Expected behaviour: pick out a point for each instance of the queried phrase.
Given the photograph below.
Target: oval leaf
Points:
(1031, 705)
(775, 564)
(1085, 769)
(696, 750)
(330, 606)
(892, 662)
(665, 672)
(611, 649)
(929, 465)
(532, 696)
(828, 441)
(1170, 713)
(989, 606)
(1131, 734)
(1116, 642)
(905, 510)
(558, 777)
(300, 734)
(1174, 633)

--------------------

PROBLEM REQUIREMENTS. Rewrite all lines of the records above, requests included, with each point coordinate in the answers multiplied by 0.35 and rounded to the nearest whole number, halves rounded up.

SOLUTION.
Expected behaviour: pick out a point for each instance of the queried phrase.
Given the photograph below.
Target: oval leaf
Points:
(361, 247)
(271, 197)
(380, 269)
(244, 263)
(116, 212)
(312, 232)
(233, 235)
(214, 227)
(325, 163)
(186, 244)
(290, 154)
(410, 250)
(346, 212)
(396, 257)
(391, 225)
(317, 179)
(195, 272)
(105, 257)
(411, 222)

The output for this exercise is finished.